• **VOTRE CONSIGNE**
Citez, s'il vous plaît, le passage du texte sur Jules et Preston qui commence aux mots « Pendant le processus » et s'arrête après « drame entre eux. ».

• **EXTRAIT DU TEXTE**
= = = = =

Pendant le processus de création, on a toujours gardé en tête l’idée que Jules et Preston ont en fait des similarités : ils ont tous les deux dû se battre pour leur place dans le monde ou dans leur monde respectif plutôt, puis leurs chemins se seraient séparés en deux directions bien différentes. C’est cela qui crée le drame entre eux.

À cause de qui ils sont et de ce qui leur est arrivé, Preston et Jules pensent qu’ils doivent se battre constamment pour s’imposer et constamment réaffirmer qui ils sont. Donc oui, Preston répond au cliché, mais en même temps c’est logique puisqu’il suit les règles de qui il est censé être, dans cette extrême binarité.

Sans trop en dire, il y a un moment pivot du film où le rapport de forces s’inverse entre Preston et Jules. Comment a été pensé ce moment ?

= = = = =

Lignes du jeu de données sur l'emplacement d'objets
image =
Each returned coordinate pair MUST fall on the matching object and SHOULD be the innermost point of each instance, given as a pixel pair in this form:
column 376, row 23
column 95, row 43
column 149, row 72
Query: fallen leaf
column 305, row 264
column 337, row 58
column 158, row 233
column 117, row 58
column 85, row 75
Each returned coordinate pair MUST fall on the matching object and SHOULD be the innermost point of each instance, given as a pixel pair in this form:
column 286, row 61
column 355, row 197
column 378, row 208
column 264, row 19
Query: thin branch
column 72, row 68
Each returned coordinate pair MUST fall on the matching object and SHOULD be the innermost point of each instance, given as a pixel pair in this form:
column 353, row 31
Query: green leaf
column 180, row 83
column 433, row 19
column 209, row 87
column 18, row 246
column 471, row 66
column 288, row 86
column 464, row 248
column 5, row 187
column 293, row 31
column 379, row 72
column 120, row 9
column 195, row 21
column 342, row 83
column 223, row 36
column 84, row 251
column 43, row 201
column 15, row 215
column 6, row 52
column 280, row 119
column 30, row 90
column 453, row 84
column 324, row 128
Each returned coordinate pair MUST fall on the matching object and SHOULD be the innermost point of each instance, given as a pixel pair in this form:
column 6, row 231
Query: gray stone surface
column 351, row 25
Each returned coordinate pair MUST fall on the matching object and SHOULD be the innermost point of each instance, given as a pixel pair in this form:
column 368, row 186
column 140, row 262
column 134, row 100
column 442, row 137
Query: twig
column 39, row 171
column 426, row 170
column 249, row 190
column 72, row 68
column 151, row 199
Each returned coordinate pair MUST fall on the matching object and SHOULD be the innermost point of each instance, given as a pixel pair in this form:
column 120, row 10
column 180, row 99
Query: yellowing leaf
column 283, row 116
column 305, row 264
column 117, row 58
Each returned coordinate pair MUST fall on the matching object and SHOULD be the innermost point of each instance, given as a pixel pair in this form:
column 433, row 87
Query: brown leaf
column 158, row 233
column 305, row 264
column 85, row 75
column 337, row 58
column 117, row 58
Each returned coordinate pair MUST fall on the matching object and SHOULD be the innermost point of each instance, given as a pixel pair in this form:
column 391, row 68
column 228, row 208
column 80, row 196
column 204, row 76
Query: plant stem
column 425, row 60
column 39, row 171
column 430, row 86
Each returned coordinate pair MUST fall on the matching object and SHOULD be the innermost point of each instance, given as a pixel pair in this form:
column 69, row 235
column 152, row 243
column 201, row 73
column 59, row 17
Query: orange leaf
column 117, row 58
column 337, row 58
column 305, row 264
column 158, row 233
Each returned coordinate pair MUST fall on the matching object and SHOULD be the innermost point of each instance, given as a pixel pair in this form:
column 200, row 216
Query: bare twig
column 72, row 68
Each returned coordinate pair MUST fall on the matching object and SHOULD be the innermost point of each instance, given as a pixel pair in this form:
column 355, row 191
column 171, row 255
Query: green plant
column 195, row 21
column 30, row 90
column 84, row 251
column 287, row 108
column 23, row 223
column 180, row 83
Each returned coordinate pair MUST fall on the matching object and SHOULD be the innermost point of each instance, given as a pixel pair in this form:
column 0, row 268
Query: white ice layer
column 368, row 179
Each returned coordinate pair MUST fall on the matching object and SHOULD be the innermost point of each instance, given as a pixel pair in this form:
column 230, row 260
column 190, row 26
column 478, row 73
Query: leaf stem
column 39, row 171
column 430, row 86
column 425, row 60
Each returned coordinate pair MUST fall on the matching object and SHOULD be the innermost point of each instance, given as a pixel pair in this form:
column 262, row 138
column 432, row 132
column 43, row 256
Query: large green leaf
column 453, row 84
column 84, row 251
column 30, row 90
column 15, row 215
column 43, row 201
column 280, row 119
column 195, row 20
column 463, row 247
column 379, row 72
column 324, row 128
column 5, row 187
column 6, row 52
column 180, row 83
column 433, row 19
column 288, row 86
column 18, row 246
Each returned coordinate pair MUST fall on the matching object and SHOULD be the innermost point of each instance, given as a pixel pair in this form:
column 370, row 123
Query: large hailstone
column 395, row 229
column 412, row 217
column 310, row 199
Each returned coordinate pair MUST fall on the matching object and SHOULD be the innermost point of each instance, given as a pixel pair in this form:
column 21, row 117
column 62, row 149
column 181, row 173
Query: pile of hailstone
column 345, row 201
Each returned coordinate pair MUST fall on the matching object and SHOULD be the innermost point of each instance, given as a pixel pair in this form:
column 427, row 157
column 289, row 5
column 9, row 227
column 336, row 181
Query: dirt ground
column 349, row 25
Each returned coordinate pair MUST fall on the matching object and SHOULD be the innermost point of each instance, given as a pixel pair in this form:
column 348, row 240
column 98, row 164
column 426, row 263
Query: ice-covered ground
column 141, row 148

= = = = =

• **RÉPONSE RÉDIGÉE**
Pendant le processus de création, on a toujours gardé en tête l’idée que Jules et Preston ont en fait des similarités : ils ont tous les deux dû se battre pour leur place dans le monde ou dans leur monde respectif plutôt, puis leurs chemins se seraient séparés en deux directions bien différentes. C’est cela qui crée le drame entre eux.